▶ _Text passage_:

On Aug 6, 2010, at 10:08 PM, Brett Porter wrote:

> 
> On 07/08/2010, at 2:05 AM, Jason van Zyl wrote:
> 
>> 
>> On Aug 6, 2010, at 11:54 AM, Brett Porter wrote:
>> 
>>> 
>>> On 07/08/2010, at 1:22 AM, Brian Fox wrote:
>>> 
>>>> I'm not so concerned about confusing users with a beta2 and then a
>>>> beta3, that can be mitigated easily in the announcement. More releases
>>>> won't hurt anyone.
>>>> 
>>>> Let those working on it decide what to do and when presented with a
>>>> vote, I'll test, verify and vote accordingly, regardless of if it's
>>>> beta2 with or without Aether/Guice.  I would just rather see one
>>>> sooner rather then later. We too often have a tendency of waiting for
>>>> everything to be perfect. They are betas, pick one and stage it I say.
>>> 
>>> +1 to that
>>> 
>>> Not to extend the thread too much further, but I'd still like to see 
>>> someone answer my questions about the impact of changing the project's 
>>> scope by moving the artifact implementation to Aether before that lands 
>>> anyway. We've had a lot more time to ponder Guice.
>>> 
>>> 1) is there any alternative that would keep what we have today - the Maven 
>>> implementation and API for Maven plugin developers - within the Maven 
>>> project, while still allowing Jason's desire to involve more people in an 
>>> expanded effort?
>>> 
>> 
>> The current Plugin API is not changed at all. We didn't change any of the 
>> plugin code. No impact on plugin developers. A new API is a different story 
>> and that will be far more powerful with JSR330 and Aether.
> 
> Sorry, I wasn't clear. When I say "plugin developers", let's say someone was 
> writing the Dependency plugin anew against Maven 3. What artifact resolution 
> APIs would they use? I didn't spot any examples of this in Benjamin's fork of 
> Maven. Essentially the same question as 
> https://issues.sonatype.org/browse/AETHER-5.

▶ _Prompt_: In the mailing-list thread, start at the words "On Aug 6, 2010, at 10:08" and stop after "won't hurt anyone.". Write that part out again, substituting "release notes" for "announcement".

▶ _Excerpts of labeled region data_:
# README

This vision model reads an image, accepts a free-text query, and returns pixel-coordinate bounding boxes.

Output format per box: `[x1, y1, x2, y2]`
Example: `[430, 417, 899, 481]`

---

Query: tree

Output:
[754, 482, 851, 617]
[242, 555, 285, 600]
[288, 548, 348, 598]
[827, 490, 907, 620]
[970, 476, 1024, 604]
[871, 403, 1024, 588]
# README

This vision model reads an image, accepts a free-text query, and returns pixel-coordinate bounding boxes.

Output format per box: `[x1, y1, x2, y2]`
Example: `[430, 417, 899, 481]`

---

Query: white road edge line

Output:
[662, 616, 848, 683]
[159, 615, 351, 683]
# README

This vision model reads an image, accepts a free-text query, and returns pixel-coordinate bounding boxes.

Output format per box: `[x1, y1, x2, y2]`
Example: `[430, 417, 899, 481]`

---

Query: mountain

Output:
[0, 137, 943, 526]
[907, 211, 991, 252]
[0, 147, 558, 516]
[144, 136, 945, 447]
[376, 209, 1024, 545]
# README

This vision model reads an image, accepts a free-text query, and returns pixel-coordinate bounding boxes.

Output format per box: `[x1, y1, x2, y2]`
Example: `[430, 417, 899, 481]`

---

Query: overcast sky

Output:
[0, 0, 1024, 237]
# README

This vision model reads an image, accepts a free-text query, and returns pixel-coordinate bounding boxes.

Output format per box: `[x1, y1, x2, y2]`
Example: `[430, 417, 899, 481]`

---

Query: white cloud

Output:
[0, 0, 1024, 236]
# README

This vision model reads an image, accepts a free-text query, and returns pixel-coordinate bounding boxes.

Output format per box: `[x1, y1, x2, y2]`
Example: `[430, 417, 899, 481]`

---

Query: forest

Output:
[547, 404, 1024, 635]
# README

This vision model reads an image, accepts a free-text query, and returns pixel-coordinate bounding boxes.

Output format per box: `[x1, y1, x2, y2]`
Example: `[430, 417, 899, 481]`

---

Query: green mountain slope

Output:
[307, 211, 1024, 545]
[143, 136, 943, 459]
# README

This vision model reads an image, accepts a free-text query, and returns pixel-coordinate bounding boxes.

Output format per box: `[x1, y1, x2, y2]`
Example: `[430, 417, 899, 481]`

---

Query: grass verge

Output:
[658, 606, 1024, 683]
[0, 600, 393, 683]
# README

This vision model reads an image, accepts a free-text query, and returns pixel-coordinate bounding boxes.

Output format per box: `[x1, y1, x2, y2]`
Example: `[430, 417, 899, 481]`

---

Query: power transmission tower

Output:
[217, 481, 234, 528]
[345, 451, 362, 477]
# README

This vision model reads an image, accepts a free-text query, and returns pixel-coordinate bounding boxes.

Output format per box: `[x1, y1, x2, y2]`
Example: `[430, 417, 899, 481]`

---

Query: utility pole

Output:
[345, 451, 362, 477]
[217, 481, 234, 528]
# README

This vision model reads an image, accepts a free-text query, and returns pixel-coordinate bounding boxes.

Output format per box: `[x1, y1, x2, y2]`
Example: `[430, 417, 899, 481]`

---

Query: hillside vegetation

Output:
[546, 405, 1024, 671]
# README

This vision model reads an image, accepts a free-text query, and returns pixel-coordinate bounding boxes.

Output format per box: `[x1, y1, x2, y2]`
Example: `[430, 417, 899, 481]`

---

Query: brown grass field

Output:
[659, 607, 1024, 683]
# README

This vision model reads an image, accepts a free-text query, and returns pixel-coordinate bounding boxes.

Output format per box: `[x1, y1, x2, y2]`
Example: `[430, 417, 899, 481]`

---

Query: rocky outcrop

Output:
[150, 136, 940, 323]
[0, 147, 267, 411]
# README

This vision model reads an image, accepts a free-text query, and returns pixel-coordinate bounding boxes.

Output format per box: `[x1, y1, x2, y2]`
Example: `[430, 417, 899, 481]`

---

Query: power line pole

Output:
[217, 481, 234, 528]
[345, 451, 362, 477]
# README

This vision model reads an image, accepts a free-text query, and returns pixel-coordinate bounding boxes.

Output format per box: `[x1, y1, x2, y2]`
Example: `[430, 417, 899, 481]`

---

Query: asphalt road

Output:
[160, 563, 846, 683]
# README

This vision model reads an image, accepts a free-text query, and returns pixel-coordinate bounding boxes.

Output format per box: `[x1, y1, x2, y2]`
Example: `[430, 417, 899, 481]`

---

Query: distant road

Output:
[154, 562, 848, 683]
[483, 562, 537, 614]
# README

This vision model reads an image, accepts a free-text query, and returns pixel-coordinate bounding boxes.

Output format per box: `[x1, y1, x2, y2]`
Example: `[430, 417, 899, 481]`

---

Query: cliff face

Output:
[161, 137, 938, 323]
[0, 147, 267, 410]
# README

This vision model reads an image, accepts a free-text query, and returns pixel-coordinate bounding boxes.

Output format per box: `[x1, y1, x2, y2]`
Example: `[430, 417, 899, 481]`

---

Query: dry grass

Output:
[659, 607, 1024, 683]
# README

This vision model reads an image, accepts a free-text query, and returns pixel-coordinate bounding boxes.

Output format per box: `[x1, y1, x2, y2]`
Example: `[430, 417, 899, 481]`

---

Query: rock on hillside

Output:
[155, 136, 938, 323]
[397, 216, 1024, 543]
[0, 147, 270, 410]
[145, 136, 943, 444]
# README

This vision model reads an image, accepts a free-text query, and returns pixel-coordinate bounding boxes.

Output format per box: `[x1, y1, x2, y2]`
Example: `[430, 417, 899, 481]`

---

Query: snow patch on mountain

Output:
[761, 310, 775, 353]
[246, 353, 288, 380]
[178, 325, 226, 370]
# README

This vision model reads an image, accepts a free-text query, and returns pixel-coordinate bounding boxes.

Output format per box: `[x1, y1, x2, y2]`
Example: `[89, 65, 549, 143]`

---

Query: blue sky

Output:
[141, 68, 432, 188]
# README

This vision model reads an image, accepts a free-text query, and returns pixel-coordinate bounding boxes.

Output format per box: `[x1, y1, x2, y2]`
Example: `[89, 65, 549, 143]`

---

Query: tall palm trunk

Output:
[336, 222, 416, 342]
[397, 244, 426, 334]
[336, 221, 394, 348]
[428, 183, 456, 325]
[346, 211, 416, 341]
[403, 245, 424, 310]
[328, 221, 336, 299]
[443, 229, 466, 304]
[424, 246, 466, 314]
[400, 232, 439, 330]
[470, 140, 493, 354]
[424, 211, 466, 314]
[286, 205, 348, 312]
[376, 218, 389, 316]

▶ _Solution_:
On Aug 6, 2010, at 10:08 PM, Brett Porter wrote:

> 
> On 07/08/2010, at 2:05 AM, Jason van Zyl wrote:
> 
>> 
>> On Aug 6, 2010, at 11:54 AM, Brett Porter wrote:
>> 
>>> 
>>> On 07/08/2010, at 1:22 AM, Brian Fox wrote:
>>> 
>>>> I'm not so concerned about confusing users with a beta2 and then a
>>>> beta3, that can be mitigated easily in the release notes. More releases
>>>> won't hurt anyone.